- _Problem_: Copy every record exactly as it appears in the data below.

Records excerpted from a collection
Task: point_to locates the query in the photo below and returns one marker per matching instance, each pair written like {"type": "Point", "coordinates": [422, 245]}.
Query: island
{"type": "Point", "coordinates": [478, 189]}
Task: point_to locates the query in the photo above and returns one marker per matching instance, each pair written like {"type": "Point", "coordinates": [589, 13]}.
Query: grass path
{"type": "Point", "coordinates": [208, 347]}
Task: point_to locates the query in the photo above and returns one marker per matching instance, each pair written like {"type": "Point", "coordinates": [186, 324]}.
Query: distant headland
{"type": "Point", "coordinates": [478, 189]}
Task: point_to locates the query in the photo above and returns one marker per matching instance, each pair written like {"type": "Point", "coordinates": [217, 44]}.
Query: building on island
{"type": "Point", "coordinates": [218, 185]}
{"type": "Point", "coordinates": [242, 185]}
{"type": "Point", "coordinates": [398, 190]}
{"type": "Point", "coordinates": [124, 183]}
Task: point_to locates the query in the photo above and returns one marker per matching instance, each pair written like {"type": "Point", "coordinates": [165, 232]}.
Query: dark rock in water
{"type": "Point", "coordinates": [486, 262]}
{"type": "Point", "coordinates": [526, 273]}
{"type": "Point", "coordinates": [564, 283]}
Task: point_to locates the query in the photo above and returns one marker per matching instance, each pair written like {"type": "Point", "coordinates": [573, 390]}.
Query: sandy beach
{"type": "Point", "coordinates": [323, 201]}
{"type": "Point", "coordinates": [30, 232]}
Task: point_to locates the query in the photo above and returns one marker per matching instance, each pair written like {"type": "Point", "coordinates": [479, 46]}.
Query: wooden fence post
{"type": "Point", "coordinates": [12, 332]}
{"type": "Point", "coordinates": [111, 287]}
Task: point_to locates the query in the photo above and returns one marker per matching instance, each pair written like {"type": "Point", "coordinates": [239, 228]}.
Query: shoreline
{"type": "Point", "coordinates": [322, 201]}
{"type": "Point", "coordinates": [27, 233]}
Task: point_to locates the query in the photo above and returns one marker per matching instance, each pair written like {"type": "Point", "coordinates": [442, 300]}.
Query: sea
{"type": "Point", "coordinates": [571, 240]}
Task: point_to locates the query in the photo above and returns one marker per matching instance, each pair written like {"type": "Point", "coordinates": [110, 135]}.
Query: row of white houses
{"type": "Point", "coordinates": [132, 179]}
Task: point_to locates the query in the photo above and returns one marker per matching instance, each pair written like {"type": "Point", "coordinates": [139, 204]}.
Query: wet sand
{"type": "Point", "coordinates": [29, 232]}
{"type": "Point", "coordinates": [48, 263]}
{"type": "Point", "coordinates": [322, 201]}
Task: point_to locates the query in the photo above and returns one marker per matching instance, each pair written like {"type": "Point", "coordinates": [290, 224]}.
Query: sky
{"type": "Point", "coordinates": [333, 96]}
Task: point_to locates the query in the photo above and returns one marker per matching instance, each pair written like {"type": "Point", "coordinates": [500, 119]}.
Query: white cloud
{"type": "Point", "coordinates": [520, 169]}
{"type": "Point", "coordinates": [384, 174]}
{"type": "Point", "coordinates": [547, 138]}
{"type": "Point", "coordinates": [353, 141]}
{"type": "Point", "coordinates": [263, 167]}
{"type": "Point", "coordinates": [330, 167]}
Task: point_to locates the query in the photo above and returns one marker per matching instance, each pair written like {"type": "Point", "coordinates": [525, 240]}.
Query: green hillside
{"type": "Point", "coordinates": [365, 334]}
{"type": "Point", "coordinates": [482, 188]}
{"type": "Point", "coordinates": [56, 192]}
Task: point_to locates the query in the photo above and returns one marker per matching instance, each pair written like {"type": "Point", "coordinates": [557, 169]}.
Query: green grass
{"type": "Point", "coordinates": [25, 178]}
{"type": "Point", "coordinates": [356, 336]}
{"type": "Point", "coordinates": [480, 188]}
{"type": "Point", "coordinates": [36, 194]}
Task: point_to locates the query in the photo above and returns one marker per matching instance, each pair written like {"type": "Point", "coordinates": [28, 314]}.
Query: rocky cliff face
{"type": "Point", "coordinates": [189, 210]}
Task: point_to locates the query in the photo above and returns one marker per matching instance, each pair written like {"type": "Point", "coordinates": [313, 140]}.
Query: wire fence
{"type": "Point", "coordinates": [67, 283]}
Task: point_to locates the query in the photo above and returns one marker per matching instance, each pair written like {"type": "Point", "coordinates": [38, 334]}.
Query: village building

- _Solution to this problem_:
Task: point_to locates the query in the photo below and returns one marker per matching instance, each pair written like {"type": "Point", "coordinates": [422, 245]}.
Query: island
{"type": "Point", "coordinates": [478, 189]}
Task: point_to locates the query in the photo above and returns one marker per matching instance, each pair written like {"type": "Point", "coordinates": [589, 13]}.
Query: grass path
{"type": "Point", "coordinates": [208, 347]}
Task: point_to locates the query in the photo above and returns one marker per matching instance, each pair written like {"type": "Point", "coordinates": [186, 324]}.
Query: distant headland
{"type": "Point", "coordinates": [478, 189]}
Task: point_to locates the query in the photo above and returns one marker per matching instance, each pair written like {"type": "Point", "coordinates": [217, 44]}.
Query: building on island
{"type": "Point", "coordinates": [218, 185]}
{"type": "Point", "coordinates": [242, 185]}
{"type": "Point", "coordinates": [398, 190]}
{"type": "Point", "coordinates": [124, 183]}
Task: point_to locates the query in the photo above and returns one marker per matching instance, each pair written like {"type": "Point", "coordinates": [165, 232]}.
Query: dark rock in water
{"type": "Point", "coordinates": [486, 262]}
{"type": "Point", "coordinates": [526, 273]}
{"type": "Point", "coordinates": [564, 283]}
Task: point_to locates the query in the photo above and returns one marker per matching instance, each pair written like {"type": "Point", "coordinates": [573, 390]}.
Query: sandy beach
{"type": "Point", "coordinates": [323, 201]}
{"type": "Point", "coordinates": [30, 232]}
Task: point_to locates the query in the photo above and returns one marker per matching instance, each pair written like {"type": "Point", "coordinates": [479, 46]}.
Query: wooden fence post
{"type": "Point", "coordinates": [12, 332]}
{"type": "Point", "coordinates": [111, 287]}
Task: point_to locates the query in the photo above and returns one marker per matching instance, each pair written like {"type": "Point", "coordinates": [239, 228]}.
Query: shoreline
{"type": "Point", "coordinates": [322, 201]}
{"type": "Point", "coordinates": [27, 233]}
Task: point_to locates the query in the photo above and returns one marker per matching instance, each pair written like {"type": "Point", "coordinates": [442, 300]}.
Query: sea
{"type": "Point", "coordinates": [571, 240]}
Task: point_to locates the query in the photo above and returns one marker per matching instance, each pair written like {"type": "Point", "coordinates": [110, 135]}.
Query: row of white houses
{"type": "Point", "coordinates": [132, 179]}
Task: point_to locates the query in the photo above and returns one marker per matching instance, each pair written like {"type": "Point", "coordinates": [139, 204]}.
Query: wet sand
{"type": "Point", "coordinates": [29, 232]}
{"type": "Point", "coordinates": [48, 263]}
{"type": "Point", "coordinates": [322, 201]}
Task: point_to locates the query in the photo above and returns one marker per matching instance, each pair written like {"type": "Point", "coordinates": [290, 224]}.
Query: sky
{"type": "Point", "coordinates": [333, 96]}
Task: point_to locates the query in the photo above and returns one marker per matching instance, each pair written like {"type": "Point", "coordinates": [500, 119]}.
Query: white cloud
{"type": "Point", "coordinates": [520, 169]}
{"type": "Point", "coordinates": [384, 174]}
{"type": "Point", "coordinates": [547, 138]}
{"type": "Point", "coordinates": [353, 141]}
{"type": "Point", "coordinates": [263, 167]}
{"type": "Point", "coordinates": [330, 167]}
Task: point_to locates the query in the photo above and returns one marker per matching instance, each pair written like {"type": "Point", "coordinates": [525, 240]}.
Query: green hillside
{"type": "Point", "coordinates": [365, 334]}
{"type": "Point", "coordinates": [482, 188]}
{"type": "Point", "coordinates": [56, 192]}
Task: point_to locates the query in the photo above and returns one marker per matching instance, each pair written like {"type": "Point", "coordinates": [557, 169]}.
Query: green grass
{"type": "Point", "coordinates": [25, 178]}
{"type": "Point", "coordinates": [356, 336]}
{"type": "Point", "coordinates": [480, 188]}
{"type": "Point", "coordinates": [36, 194]}
Task: point_to locates the query in the photo above and returns one marker per matching instance, each pair written like {"type": "Point", "coordinates": [28, 314]}.
Query: rocky cliff face
{"type": "Point", "coordinates": [189, 210]}
Task: point_to locates the query in the photo above and returns one marker per matching instance, each pair written like {"type": "Point", "coordinates": [313, 140]}.
Query: wire fence
{"type": "Point", "coordinates": [67, 283]}
Task: point_to locates the query in the photo above and returns one marker per matching instance, each pair written like {"type": "Point", "coordinates": [38, 334]}.
Query: village building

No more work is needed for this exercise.